* _Exercise_
Return exactly the final stretch of the records below, opening with the line that contains "chest pocket flap" and closing with the last line.

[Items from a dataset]
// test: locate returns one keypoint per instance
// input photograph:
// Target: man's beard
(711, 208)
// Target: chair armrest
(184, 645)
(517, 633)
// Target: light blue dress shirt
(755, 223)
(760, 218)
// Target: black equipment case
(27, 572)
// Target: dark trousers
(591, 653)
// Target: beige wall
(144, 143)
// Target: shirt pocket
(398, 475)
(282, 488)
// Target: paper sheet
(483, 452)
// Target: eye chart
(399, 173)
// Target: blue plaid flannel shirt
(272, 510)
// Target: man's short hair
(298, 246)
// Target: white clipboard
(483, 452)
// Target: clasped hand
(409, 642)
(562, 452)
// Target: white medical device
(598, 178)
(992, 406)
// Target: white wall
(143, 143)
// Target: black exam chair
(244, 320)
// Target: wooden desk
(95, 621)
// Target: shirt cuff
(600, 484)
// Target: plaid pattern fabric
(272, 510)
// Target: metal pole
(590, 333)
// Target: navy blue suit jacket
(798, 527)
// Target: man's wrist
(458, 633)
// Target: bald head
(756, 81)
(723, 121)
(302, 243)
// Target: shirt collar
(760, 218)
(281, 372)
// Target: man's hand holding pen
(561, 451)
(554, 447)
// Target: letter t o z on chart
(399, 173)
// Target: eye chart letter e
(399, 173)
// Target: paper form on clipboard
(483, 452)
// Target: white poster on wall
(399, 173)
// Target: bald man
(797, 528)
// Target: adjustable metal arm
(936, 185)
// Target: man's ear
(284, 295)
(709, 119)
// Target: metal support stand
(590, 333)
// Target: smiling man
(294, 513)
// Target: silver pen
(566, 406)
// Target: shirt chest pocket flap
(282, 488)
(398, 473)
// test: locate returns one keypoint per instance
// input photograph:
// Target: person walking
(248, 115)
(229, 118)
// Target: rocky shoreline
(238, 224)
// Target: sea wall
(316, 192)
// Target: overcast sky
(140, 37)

* _Completed task_
// Target: shirt chest pocket flap
(282, 488)
(398, 473)
// test: locate returns one keypoint per instance
// input photograph:
// Target: person walking
(248, 115)
(229, 118)
// Target: rocky shoreline
(238, 224)
// Target: sea wall
(316, 192)
// Target: overcast sky
(140, 37)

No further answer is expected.